» Quoted passage
HAP-30406 Nutritional Physiology, dissection free

Course

Credits 6.00

Teaching methodContact hours
Lecture46
Practical28
Course coordinator(s)dr. ir. EM van Schothorst
Lecturer(s)dr. ir. EM van Schothorst
Examiner(s)dr. ir. EM van Schothorst
prof. dr. ir. J Keijer

Language of instruction:

English

Assumed knowledge on:

EZO-10306 Human and Animal Biology I and HAP-20306 Human and Animal Biology, part 2, or HAP-10306 Principles of Human Physiology and HAP-21303 Integrated Human Physiology.

Contents:

Note: This course has a maximum number of participants. The deadline for registration is one week earlier than usual. See Academic Year.(http://www.wur.nl/en/Education-Programmes/Current-Students/Agenda-Calendar-Academic-Year.htm) -> Registration for Courses.
Note: Registration for dissection-free course is only possible after consultation with and via course coordinator.
HAP-30406 is a dissection-free variant of HAP-30306: Nutritional Physiology. Course activities and content are identical to HAP-30306, with the exception of working with animal tissues during practical work. These are replaced by dissection-free practical work.
This course is focussed on the physiological utilisation of dietary macro-nutrients (carbohydrates, fat and protein) and discusses their flow from oral intake to their utilisation and/or excretion under various physiological conditions as maintenance, production, physical activity, stress etc. Metabolism is discussed as an interface between 'Nutritional Input' and 'Physiological Output' of the body.

» Problems and tasks
1 – Can you extract the passage of the nutritional physiology course description between "EZO-10306 Human and" and "via course coordinator.", inclusive?
2 – How would the nutritional physiology course description go on from its last sentence?

» Data
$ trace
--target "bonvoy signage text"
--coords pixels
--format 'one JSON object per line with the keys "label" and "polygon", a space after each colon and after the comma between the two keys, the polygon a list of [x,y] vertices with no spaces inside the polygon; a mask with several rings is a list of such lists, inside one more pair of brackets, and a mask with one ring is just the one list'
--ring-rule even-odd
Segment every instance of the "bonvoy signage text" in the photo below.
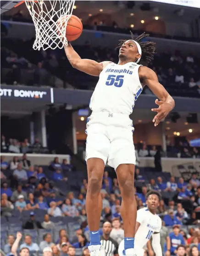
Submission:
{"label": "bonvoy signage text", "polygon": [[14,97],[15,98],[43,99],[44,95],[47,95],[47,92],[44,91],[0,89],[0,96],[4,96],[6,98]]}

» Task results
1 –
EZO-10306 Human and Animal Biology I and HAP-20306 Human and Animal Biology, part 2, or HAP-10306 Principles of Human Physiology and HAP-21303 Integrated Human Physiology.

Contents:

Note: This course has a maximum number of participants. The deadline for registration is one week earlier than usual. See Academic Year.(http://www.wur.nl/en/Education-Programmes/Current-Students/Agenda-Calendar-Academic-Year.htm) -> Registration for Courses.
Note: Registration for dissection-free course is only possible after consultation with and via course coordinator.

2 –
This course discusses the main biochemical processes involved in digestion, absorption and metabolism of macro-nutrients.
Special attention will be paid to potential constraints for proper physiological functioning of the body.
The intensity of energy metabolism might have adverse effects on the ability to maintain the body temperature depending on the environmental conditions (thermo-neutral zone, comfort zone). Within protein metabolism there may be a friction between the efficiency of protein utilization for maintenance, protein deposition and the ability to cope with stress conditions as far as mediated by protein turnover.
With regard to (semi)-quantitative aspects relevant for nutritional physiology specific assignments will be discussed. In a practical part students will be allowed to study aspects of digestion, absorption and metabolism in both "in vivo (human) and in vitro" experiments.

Learning outcomes:

After successful completion of this course students are expected to be able to:
- describe and explain general digestive functions and main metabolic pathways;
- predict settings of metabolism based on nutritional input and physiological output;
- estimate changes in energetic efficiencies in relation to changing conditions;
- judge physiological conditions in terms of constraints for homeostatic control.

Activities:

The course encloses 36 lectures, 9 hours for assignments, and a practical (30 hours).

Examination:

Examination is based on written test with multiple choice questions.

Literature:

Several chapters of Textbook:
David A Bender. Introduction to Nutrition and Metabolism. 5th ed. 2014. CRC Press, Taylor & Francis Group, Boca Raton, USA. ISBN 978-1-4665-7224-9.
The main course material, including handouts of lecture slides, will be available on Blackboard.